WHAT YOU HAVE TO DO: Please transcribe all of the records precisely.

━━━ DATA SHOWN ━━━

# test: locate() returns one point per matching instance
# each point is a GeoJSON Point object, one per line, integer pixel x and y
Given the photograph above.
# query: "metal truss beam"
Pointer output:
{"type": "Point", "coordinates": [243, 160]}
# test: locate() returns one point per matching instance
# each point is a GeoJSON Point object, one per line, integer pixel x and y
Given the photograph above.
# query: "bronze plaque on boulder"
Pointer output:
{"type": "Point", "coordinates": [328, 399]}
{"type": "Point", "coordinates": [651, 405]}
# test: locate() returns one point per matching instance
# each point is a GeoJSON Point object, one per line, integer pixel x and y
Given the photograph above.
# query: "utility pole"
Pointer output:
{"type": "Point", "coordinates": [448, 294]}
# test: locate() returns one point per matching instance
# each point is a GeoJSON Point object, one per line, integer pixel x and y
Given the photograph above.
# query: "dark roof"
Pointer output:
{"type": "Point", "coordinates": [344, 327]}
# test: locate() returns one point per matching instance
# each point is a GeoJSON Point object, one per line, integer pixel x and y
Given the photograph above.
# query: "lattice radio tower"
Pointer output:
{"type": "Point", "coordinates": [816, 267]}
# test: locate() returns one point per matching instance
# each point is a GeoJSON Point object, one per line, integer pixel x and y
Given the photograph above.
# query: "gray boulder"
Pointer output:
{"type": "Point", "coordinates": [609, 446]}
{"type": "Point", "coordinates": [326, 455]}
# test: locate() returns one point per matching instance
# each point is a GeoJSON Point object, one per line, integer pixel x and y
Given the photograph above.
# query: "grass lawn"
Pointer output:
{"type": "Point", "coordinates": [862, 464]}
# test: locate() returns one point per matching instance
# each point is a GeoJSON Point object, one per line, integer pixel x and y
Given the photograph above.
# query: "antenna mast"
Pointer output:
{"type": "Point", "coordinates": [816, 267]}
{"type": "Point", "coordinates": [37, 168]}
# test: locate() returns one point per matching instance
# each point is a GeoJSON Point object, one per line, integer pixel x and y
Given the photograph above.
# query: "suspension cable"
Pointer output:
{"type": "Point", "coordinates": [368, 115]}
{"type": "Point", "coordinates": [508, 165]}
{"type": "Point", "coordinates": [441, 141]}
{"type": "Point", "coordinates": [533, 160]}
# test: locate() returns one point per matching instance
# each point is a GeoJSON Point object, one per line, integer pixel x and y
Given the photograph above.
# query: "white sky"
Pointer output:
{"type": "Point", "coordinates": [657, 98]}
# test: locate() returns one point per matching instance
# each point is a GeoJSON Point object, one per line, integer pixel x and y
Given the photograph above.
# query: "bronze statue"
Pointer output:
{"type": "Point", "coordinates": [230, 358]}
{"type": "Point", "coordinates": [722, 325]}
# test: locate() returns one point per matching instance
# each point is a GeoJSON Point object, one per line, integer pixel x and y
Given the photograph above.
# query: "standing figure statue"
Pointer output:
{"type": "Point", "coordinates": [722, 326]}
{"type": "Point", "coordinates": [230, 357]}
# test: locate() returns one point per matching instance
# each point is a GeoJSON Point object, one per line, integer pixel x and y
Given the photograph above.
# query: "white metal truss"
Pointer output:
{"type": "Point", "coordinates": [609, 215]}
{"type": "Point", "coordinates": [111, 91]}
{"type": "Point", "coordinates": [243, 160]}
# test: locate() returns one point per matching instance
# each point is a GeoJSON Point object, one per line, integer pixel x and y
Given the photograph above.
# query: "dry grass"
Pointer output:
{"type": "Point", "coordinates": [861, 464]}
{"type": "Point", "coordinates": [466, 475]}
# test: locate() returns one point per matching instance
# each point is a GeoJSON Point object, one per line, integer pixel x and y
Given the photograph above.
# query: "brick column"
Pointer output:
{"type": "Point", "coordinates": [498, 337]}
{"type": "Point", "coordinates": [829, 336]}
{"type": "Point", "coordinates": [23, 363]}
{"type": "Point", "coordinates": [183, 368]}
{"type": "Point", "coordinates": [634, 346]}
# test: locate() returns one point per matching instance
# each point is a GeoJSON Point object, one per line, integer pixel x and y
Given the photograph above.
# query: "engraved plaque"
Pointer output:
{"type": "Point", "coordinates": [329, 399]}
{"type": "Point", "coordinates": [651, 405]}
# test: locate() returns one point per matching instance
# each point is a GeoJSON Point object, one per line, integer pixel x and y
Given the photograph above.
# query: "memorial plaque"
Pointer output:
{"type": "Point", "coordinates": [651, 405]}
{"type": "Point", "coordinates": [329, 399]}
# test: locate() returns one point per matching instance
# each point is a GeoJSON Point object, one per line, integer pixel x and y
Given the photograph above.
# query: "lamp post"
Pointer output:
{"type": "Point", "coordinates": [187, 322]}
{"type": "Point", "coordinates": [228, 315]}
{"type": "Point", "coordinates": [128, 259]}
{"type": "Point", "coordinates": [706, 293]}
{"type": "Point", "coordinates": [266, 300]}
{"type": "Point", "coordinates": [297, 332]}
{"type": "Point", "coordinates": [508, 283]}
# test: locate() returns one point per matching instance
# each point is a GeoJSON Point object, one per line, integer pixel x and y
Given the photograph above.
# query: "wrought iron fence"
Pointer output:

━━━

FINISHED EXERCISE:
# test: locate() returns one point per matching instance
# each point is a GeoJSON Point object, one per line, integer pixel x and y
Given the photograph above.
# query: "metal truss beam"
Pointer output:
{"type": "Point", "coordinates": [243, 160]}
# test: locate() returns one point per matching instance
# each point is a GeoJSON Point object, one per line, integer pixel x and y
Given the photograph above.
# query: "bronze plaque on boulder"
Pointer output:
{"type": "Point", "coordinates": [328, 399]}
{"type": "Point", "coordinates": [651, 405]}
# test: locate() returns one point per matching instance
# each point is a GeoJSON Point object, one per line, integer pixel x and y
Given the photograph above.
# query: "utility pole"
Pointer output:
{"type": "Point", "coordinates": [448, 294]}
# test: locate() returns one point per matching instance
# each point is a GeoJSON Point object, one per line, integer pixel x and y
Given the photograph above.
# query: "dark roof"
Pointer output:
{"type": "Point", "coordinates": [344, 327]}
# test: locate() returns one point per matching instance
# each point is a GeoJSON Point object, one per line, integer pixel x and y
Given the photograph above.
# query: "lattice radio tower"
Pointer output:
{"type": "Point", "coordinates": [816, 267]}
# test: locate() returns one point per matching instance
# each point is a GeoJSON Point object, one per line, integer pixel x and y
Given the photograph above.
# query: "gray boulder"
Pointer output:
{"type": "Point", "coordinates": [609, 446]}
{"type": "Point", "coordinates": [326, 455]}
# test: locate() returns one point per matching instance
# each point is a GeoJSON Point object, one per line, integer pixel x and y
Given the photograph above.
# query: "grass lawn"
Pointer output:
{"type": "Point", "coordinates": [862, 464]}
# test: locate() returns one point per matching instance
# each point is a GeoJSON Point object, one per line, integer pixel x and y
Given the photograph above.
# query: "antenna mast"
Pointer output:
{"type": "Point", "coordinates": [816, 267]}
{"type": "Point", "coordinates": [37, 168]}
# test: locate() returns one point per matching instance
# each point is a GeoJSON Point object, one per line, integer pixel x and y
Given the photograph above.
# query: "suspension cable"
Pointer output:
{"type": "Point", "coordinates": [368, 115]}
{"type": "Point", "coordinates": [508, 165]}
{"type": "Point", "coordinates": [441, 141]}
{"type": "Point", "coordinates": [533, 160]}
# test: locate() returns one point per matching instance
# each point is a GeoJSON Point object, one per line, integer pixel x and y
Given the photograph above.
# query: "white sky"
Pointer output:
{"type": "Point", "coordinates": [657, 98]}
# test: locate() returns one point per matching instance
# each point is a GeoJSON Point object, one per line, integer pixel x and y
Given the photograph above.
# query: "bronze statue"
Pointer output:
{"type": "Point", "coordinates": [230, 358]}
{"type": "Point", "coordinates": [722, 325]}
# test: locate() returns one point per matching instance
# each point is a GeoJSON Point object, one per line, integer pixel x and y
Given the photograph above.
# query: "standing figure statue"
Pointer output:
{"type": "Point", "coordinates": [722, 326]}
{"type": "Point", "coordinates": [230, 357]}
# test: locate() returns one point per matching instance
# each point is a GeoJSON Point object, one per line, integer pixel x and y
Given the photograph above.
# query: "white metal truss"
Pointer output:
{"type": "Point", "coordinates": [609, 215]}
{"type": "Point", "coordinates": [111, 91]}
{"type": "Point", "coordinates": [243, 160]}
# test: locate() returns one point per matching instance
# each point is a GeoJSON Point object, one per line, integer pixel x and y
Given the photograph above.
# query: "dry grass"
Pointer output:
{"type": "Point", "coordinates": [861, 464]}
{"type": "Point", "coordinates": [466, 475]}
# test: locate() returns one point per matching instance
# each point is a GeoJSON Point object, one per line, integer pixel x and y
Given the photograph above.
# query: "brick column"
Pointer output:
{"type": "Point", "coordinates": [498, 337]}
{"type": "Point", "coordinates": [829, 336]}
{"type": "Point", "coordinates": [23, 363]}
{"type": "Point", "coordinates": [183, 368]}
{"type": "Point", "coordinates": [634, 346]}
# test: locate() returns one point per matching instance
# each point is a GeoJSON Point object, one per line, integer pixel x and y
Given the photograph above.
# query: "engraved plaque"
Pointer output:
{"type": "Point", "coordinates": [329, 399]}
{"type": "Point", "coordinates": [651, 405]}
# test: locate() returns one point per matching instance
# each point is a GeoJSON Point object, one per line, integer pixel x and y
Given the photograph above.
# query: "memorial plaque"
Pointer output:
{"type": "Point", "coordinates": [651, 405]}
{"type": "Point", "coordinates": [329, 399]}
# test: locate() returns one point per matching instance
# each point is a GeoJSON Point object, one per line, integer pixel x and y
Given the photograph above.
# query: "lamp post"
Pointer output:
{"type": "Point", "coordinates": [187, 322]}
{"type": "Point", "coordinates": [228, 315]}
{"type": "Point", "coordinates": [128, 259]}
{"type": "Point", "coordinates": [706, 293]}
{"type": "Point", "coordinates": [266, 300]}
{"type": "Point", "coordinates": [297, 332]}
{"type": "Point", "coordinates": [508, 283]}
# test: locate() returns one point per matching instance
# each point is a GeoJSON Point object, one per line, integer pixel x and y
Given the photograph above.
# query: "wrought iron fence"
Pointer output:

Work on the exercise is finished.